**TASK PROMPT:**
Using the forum post below, decide whether each statement agrees with it. Answer yes or no for each and quote the words from the post that settle it. (a) At least three data points are needed to compute a standard deviation. (b) In occultation work with a millisecond integration time, the measurements can be averaged. (c) Epsilon Aurigae is given as an example of a short term event object.

**TEXT:**
● ● ● ●

[Aavso-photometry] When to submit "Fainter Than" versus actual numbers.

[Jeff Hopkins]

Hello Gary,

Thank you for your explanation of "time series." To me that is 
observing a short term event object. An example would Algol as 
opposed to a long term event object such as epsilon Aurigae.

It appears to me that the standard deviation of the program star is 
not done correctly. The whole purpose of the standard deviation for a 
data point is to give an accuracy figure for it based of the actual 
spread of the data. In order to do that you need to have at least 
three data points to work with. The standard deviation represents the 
spread of those data points. The points must be determined over a 
period short enough so the data does not actually change 
significantly during the measurement period. This can be a problem 
for short term event objects. For occultation work where the 
integration time is a millisecond, it is not possible to do an 
average or standard deviation because the event data can change on a 
millisecond basis. For most other short term events the best you can 
do is to take the measurements as quickly as you can, group and 
average them and use the group to determine the standard deviation.

● ● ● ●

**MATERIAL:**
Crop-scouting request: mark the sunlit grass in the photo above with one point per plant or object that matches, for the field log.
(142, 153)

● ● ● ●

**EXERCISE SOLUTION:**
(a) Yes: "you need to have at least three data points to work with."
(b) No: "it is not possible to do an average or standard deviation because the event data can change on a millisecond basis."
(c) No: "as opposed to a long term event object such as epsilon Aurigae."